Data supplied:
════

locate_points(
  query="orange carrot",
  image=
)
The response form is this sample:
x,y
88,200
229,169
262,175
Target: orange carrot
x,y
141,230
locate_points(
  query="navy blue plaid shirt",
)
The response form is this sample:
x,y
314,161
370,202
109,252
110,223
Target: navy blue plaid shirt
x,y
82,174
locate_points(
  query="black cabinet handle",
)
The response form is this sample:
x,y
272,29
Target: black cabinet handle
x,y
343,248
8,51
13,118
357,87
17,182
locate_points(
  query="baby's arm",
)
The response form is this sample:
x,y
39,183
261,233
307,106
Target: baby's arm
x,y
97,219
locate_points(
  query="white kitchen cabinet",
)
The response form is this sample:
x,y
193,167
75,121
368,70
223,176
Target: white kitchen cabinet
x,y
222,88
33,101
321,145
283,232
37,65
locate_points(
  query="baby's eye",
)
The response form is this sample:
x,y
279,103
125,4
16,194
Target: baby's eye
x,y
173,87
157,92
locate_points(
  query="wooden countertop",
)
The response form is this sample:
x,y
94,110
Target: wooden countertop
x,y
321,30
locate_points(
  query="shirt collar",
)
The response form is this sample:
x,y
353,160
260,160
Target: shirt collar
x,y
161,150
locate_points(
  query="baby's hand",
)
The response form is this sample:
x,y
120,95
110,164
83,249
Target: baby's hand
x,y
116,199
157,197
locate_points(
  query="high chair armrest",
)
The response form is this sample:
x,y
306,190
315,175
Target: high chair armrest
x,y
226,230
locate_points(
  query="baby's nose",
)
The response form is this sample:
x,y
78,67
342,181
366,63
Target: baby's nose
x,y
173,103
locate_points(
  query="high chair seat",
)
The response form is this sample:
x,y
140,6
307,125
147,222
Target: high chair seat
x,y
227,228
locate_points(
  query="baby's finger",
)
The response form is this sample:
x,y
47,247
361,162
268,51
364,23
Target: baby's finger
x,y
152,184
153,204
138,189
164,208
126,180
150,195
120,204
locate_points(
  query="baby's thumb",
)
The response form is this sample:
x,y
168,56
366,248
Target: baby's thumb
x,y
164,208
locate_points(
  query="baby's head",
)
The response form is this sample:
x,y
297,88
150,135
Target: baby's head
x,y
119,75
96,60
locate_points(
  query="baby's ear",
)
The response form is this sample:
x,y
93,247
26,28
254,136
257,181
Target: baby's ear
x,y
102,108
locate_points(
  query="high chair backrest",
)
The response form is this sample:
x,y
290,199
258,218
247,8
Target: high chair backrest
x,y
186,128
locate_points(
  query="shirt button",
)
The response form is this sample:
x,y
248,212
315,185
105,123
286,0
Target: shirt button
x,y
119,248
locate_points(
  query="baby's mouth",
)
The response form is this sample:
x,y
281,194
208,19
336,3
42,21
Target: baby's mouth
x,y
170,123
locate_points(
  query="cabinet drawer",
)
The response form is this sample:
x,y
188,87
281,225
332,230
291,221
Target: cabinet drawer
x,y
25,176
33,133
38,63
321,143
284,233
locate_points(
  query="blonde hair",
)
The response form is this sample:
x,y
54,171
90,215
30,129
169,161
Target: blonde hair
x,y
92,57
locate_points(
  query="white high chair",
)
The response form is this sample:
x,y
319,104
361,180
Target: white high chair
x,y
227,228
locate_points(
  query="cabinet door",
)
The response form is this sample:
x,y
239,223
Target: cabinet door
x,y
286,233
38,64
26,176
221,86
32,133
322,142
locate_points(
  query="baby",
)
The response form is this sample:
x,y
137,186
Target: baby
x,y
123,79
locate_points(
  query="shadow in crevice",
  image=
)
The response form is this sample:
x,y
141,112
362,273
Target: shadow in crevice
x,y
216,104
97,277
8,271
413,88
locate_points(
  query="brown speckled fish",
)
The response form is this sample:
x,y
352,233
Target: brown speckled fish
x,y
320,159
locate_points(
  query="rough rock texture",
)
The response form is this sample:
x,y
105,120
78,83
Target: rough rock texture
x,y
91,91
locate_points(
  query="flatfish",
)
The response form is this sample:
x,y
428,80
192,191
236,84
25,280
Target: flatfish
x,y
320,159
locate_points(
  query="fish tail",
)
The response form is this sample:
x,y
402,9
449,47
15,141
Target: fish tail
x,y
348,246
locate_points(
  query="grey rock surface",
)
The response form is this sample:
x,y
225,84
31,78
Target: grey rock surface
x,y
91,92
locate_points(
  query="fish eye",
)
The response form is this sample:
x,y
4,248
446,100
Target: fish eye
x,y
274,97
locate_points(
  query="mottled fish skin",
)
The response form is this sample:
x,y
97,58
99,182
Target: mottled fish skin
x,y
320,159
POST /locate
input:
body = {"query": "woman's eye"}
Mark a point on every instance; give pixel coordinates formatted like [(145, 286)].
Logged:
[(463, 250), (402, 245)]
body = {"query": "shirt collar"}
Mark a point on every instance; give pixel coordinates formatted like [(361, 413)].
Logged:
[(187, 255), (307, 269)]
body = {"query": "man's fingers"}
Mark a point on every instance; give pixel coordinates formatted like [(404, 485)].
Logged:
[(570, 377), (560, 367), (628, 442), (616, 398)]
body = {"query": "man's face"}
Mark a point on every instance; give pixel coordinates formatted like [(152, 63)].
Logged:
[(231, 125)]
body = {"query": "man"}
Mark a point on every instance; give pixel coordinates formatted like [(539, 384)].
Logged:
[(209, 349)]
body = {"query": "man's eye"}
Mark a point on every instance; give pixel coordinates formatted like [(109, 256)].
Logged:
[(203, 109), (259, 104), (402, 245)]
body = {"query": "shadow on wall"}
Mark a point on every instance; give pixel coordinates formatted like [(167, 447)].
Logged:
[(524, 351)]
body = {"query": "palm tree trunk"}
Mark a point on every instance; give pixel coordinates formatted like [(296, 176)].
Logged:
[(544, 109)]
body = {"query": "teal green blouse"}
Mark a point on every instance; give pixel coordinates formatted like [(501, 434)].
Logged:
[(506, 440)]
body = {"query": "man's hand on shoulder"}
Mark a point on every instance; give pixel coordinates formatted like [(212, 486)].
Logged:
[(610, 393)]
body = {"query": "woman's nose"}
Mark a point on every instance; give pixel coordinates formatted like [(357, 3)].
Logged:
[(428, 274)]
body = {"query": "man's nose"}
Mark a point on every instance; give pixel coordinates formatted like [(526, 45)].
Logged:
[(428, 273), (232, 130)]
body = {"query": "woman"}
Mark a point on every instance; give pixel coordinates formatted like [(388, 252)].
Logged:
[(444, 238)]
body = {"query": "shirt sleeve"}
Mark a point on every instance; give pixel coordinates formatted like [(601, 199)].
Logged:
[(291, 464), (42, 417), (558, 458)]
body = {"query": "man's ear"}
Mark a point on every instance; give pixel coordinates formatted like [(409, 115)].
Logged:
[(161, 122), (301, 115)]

════

Problem description:
Rescale the part that opens with the line containing "POST /locate" and closes with the line containing "[(187, 255), (307, 269)]" by copying those lines out again, requests included, with each logged answer coordinate multiplied by 2.25 and rounded to a whole number, halves going up. Leave the numbers in the requests and their format samples unchanged.

Solution for this problem:
POST /locate
input:
body = {"query": "woman's eye"}
Mark a point on every instance; give pixel coordinates formatted like [(145, 286)].
Logged:
[(1042, 563), (905, 551)]
body = {"query": "shirt collar"}
Mark a point on every instance; give pixel coordinates formatted like [(361, 413)].
Logged:
[(421, 574), (691, 605)]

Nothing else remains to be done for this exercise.